WORK TO DO:
Rewrite the data from the line containing "Report one point per instance of the construction" through the end of the data, replacing "pixel coordinates" with "image coordinates" and leaving everything else unchanged.

EXTRACTED DATA:
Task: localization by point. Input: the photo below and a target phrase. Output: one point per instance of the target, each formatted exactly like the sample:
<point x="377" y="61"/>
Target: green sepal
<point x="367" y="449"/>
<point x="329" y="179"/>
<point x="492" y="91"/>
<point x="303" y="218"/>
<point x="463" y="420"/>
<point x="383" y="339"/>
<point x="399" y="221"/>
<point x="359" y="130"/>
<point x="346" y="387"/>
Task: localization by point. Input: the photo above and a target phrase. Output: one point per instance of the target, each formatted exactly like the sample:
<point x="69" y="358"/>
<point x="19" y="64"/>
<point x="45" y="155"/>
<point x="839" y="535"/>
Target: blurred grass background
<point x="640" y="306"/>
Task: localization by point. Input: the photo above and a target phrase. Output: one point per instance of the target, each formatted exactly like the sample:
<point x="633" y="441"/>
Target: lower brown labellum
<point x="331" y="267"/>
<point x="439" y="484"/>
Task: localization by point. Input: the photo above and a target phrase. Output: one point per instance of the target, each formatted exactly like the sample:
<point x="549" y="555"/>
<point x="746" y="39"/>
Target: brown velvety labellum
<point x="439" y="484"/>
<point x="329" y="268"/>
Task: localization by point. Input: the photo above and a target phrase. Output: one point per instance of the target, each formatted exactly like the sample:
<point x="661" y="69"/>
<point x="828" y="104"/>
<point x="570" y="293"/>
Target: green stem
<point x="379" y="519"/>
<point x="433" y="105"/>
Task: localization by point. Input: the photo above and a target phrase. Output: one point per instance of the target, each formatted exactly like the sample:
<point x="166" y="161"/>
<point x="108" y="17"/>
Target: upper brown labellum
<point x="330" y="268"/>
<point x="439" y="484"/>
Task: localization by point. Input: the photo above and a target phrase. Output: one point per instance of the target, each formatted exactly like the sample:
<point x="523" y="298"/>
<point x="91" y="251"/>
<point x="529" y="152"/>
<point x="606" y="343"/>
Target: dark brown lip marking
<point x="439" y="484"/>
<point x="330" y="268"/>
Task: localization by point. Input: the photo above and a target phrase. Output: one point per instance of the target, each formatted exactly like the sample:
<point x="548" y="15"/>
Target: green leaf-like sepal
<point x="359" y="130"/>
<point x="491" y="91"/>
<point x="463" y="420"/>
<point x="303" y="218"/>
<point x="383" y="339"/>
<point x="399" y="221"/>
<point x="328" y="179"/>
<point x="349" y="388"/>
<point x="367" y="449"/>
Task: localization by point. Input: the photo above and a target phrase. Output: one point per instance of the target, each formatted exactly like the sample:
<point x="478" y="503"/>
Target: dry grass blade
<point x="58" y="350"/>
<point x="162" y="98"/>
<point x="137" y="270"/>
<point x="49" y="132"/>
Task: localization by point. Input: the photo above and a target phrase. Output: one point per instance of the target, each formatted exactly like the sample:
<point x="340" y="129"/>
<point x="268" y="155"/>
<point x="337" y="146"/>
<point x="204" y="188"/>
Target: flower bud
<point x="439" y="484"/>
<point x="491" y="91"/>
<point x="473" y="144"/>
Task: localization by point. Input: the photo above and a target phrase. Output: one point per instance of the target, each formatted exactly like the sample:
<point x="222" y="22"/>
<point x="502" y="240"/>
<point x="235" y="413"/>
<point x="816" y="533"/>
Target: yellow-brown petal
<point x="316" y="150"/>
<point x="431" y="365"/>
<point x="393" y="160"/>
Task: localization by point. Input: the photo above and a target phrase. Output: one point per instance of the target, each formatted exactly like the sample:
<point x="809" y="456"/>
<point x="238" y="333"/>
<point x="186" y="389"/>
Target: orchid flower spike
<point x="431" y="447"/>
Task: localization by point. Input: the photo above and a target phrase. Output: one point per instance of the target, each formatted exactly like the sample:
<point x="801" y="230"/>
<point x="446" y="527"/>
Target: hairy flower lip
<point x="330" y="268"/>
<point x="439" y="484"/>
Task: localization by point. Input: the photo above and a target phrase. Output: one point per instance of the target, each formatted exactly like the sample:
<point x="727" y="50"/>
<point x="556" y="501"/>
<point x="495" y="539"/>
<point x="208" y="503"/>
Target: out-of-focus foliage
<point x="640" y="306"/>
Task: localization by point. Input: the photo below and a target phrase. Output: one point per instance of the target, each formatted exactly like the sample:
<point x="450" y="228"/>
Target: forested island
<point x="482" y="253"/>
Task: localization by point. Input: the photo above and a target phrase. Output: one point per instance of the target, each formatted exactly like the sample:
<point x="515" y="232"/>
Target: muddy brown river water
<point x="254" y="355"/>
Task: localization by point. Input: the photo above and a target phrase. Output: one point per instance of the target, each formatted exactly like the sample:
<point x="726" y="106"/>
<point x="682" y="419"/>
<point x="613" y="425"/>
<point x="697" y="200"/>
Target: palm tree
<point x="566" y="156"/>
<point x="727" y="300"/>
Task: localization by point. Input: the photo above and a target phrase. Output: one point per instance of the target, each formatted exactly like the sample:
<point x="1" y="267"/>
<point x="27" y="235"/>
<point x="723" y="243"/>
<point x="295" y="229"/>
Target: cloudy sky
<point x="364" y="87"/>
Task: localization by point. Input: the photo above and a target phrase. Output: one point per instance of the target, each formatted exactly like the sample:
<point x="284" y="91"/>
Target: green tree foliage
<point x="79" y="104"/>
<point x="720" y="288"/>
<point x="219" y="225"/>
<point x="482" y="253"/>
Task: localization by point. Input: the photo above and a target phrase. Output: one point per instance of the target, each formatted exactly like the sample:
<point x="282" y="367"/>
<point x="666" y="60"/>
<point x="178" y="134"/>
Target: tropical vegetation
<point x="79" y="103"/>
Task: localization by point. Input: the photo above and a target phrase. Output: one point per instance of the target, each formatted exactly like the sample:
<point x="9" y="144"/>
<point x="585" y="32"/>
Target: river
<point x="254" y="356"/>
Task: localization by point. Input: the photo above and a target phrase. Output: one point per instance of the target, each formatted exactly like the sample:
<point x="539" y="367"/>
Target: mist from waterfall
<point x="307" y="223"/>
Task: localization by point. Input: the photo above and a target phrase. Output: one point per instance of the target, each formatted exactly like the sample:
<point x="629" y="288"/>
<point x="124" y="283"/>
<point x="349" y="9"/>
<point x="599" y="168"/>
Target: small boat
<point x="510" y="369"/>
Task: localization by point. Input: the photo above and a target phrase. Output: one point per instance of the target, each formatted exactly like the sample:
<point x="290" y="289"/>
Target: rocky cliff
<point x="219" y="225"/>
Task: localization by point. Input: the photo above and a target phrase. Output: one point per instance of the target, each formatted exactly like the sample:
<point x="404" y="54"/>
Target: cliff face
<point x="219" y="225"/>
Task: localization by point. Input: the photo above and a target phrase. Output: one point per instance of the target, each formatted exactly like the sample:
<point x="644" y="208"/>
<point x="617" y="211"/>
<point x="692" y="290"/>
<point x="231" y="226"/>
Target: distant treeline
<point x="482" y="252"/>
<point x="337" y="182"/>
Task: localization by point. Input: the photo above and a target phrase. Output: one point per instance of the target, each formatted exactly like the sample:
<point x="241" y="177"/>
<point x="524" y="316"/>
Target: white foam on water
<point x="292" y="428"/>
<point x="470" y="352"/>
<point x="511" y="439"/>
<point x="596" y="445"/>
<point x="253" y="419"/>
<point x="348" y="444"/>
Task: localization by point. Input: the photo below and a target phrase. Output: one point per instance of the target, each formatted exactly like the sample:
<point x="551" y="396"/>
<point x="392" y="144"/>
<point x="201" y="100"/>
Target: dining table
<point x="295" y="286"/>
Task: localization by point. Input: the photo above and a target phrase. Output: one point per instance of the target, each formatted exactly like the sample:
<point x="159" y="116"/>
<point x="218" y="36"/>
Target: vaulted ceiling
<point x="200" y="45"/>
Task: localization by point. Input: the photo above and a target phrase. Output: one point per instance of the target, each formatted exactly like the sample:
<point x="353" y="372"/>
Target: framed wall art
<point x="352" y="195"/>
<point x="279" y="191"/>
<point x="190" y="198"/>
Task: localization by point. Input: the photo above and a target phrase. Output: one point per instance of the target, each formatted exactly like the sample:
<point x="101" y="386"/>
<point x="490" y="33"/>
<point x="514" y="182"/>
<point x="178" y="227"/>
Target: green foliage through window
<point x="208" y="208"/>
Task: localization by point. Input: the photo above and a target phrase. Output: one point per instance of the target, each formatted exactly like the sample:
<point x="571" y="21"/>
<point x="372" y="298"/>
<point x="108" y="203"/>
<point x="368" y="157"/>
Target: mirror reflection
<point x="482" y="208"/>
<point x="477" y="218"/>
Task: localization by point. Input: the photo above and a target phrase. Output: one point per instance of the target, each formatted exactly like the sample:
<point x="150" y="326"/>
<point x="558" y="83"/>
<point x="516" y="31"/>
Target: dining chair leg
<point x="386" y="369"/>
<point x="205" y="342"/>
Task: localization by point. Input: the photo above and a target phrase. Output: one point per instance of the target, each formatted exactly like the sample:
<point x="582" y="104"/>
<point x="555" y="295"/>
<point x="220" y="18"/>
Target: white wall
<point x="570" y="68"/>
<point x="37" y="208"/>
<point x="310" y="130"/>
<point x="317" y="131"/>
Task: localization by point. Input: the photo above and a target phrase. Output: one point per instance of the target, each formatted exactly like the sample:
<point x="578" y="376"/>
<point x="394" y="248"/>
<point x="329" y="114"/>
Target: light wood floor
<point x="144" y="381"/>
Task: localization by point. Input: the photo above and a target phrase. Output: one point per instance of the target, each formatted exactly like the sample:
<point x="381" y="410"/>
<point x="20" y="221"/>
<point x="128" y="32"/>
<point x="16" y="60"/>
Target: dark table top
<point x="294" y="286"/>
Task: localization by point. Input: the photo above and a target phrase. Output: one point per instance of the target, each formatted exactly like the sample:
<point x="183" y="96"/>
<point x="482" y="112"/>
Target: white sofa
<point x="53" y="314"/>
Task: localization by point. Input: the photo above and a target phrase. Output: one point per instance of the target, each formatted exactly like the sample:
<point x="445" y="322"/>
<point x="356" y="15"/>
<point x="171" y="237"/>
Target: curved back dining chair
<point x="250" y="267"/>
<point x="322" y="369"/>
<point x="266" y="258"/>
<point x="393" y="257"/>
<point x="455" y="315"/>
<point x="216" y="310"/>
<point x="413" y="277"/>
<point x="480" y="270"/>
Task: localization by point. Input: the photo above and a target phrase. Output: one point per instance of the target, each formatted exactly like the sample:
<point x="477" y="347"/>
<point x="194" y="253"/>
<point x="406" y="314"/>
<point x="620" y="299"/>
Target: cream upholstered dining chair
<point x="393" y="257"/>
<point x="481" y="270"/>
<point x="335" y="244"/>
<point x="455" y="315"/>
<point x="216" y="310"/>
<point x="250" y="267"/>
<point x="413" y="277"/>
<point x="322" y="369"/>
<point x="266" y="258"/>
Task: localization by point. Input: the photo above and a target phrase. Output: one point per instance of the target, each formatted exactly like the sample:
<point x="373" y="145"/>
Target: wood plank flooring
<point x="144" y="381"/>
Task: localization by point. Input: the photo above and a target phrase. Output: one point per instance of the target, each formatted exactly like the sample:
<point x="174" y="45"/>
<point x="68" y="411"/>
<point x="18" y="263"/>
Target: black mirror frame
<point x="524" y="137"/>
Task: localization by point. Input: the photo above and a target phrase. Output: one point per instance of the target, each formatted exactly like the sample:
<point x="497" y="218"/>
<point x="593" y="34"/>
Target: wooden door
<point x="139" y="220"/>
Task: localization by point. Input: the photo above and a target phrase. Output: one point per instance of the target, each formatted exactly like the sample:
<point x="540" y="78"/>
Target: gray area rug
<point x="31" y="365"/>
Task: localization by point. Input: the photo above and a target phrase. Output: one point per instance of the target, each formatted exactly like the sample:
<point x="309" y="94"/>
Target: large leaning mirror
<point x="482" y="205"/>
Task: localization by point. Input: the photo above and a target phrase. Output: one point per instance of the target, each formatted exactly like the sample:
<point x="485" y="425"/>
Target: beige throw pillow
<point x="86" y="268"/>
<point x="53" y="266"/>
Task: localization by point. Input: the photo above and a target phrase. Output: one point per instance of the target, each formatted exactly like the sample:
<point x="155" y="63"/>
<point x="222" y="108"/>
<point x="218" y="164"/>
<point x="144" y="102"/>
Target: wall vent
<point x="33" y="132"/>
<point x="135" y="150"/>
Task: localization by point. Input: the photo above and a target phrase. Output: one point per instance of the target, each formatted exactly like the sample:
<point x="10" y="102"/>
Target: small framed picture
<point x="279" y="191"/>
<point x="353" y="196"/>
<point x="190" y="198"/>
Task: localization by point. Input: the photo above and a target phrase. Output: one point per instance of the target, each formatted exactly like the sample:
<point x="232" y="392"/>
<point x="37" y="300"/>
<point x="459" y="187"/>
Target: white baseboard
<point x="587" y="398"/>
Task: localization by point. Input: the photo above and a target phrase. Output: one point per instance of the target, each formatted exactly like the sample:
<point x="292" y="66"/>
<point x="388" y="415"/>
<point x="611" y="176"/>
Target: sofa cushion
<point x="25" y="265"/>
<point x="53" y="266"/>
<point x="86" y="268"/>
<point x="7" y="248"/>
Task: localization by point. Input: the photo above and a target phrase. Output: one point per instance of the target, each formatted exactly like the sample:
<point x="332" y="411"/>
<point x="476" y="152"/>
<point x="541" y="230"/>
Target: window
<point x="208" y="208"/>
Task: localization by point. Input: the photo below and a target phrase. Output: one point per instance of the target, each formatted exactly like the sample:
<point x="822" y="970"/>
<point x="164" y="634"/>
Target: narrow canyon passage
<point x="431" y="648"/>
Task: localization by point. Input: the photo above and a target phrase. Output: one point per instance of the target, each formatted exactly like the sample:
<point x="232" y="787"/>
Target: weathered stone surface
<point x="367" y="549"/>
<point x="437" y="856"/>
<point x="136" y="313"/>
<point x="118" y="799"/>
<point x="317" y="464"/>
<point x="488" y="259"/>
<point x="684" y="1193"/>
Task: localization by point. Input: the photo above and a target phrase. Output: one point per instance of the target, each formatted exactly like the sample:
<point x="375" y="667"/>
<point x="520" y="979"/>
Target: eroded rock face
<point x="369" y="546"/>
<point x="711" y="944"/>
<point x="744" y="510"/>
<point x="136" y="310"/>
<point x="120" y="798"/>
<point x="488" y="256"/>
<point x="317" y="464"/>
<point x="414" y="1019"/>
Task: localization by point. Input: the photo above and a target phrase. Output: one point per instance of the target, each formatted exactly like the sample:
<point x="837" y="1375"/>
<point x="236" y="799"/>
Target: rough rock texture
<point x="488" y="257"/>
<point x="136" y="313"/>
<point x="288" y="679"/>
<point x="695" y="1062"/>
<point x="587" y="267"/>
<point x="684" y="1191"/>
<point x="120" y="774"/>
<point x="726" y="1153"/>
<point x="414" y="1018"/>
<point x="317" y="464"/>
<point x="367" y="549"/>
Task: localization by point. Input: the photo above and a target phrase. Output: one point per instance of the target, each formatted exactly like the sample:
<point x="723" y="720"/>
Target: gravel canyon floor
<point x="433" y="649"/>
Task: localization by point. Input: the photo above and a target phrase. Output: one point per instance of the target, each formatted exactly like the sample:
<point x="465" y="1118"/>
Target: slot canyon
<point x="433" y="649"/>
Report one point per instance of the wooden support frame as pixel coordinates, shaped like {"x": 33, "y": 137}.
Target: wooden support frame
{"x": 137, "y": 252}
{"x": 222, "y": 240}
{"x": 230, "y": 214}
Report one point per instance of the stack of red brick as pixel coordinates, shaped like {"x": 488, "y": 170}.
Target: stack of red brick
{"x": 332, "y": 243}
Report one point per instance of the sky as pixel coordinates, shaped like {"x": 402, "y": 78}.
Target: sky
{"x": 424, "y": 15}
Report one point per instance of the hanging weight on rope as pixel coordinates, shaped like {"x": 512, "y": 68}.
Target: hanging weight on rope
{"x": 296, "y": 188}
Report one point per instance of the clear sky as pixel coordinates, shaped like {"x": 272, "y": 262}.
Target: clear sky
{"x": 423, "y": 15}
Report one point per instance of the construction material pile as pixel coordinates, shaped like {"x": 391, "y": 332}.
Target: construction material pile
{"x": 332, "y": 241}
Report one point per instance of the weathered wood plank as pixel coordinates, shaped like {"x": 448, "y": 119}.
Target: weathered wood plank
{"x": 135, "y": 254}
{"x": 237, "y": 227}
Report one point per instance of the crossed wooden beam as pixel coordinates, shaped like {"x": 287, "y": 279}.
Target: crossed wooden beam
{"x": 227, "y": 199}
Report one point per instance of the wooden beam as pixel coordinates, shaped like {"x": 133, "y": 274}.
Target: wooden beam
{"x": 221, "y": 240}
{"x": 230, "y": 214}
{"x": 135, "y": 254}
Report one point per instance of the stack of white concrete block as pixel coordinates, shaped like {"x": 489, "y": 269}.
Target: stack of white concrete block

REPLY:
Report one point per instance of the construction material pile as image coordinates, shaped like {"x": 391, "y": 332}.
Target: construction material pile
{"x": 332, "y": 241}
Report one point per instance of the weathered wood plank as image coordinates, shaped like {"x": 448, "y": 119}.
Target: weathered wood plank
{"x": 135, "y": 254}
{"x": 237, "y": 227}
Report one point per instance of the crossed wooden beam as image coordinates, shaped like {"x": 287, "y": 279}.
Target: crossed wooden beam
{"x": 227, "y": 199}
Report one point per instance of the wooden beam as image coordinates, shaped like {"x": 133, "y": 274}.
Target: wooden beam
{"x": 221, "y": 240}
{"x": 230, "y": 214}
{"x": 135, "y": 254}
Report one point per instance of the stack of white concrete block as image coordinates, shaped like {"x": 489, "y": 269}.
Target: stack of white concrete block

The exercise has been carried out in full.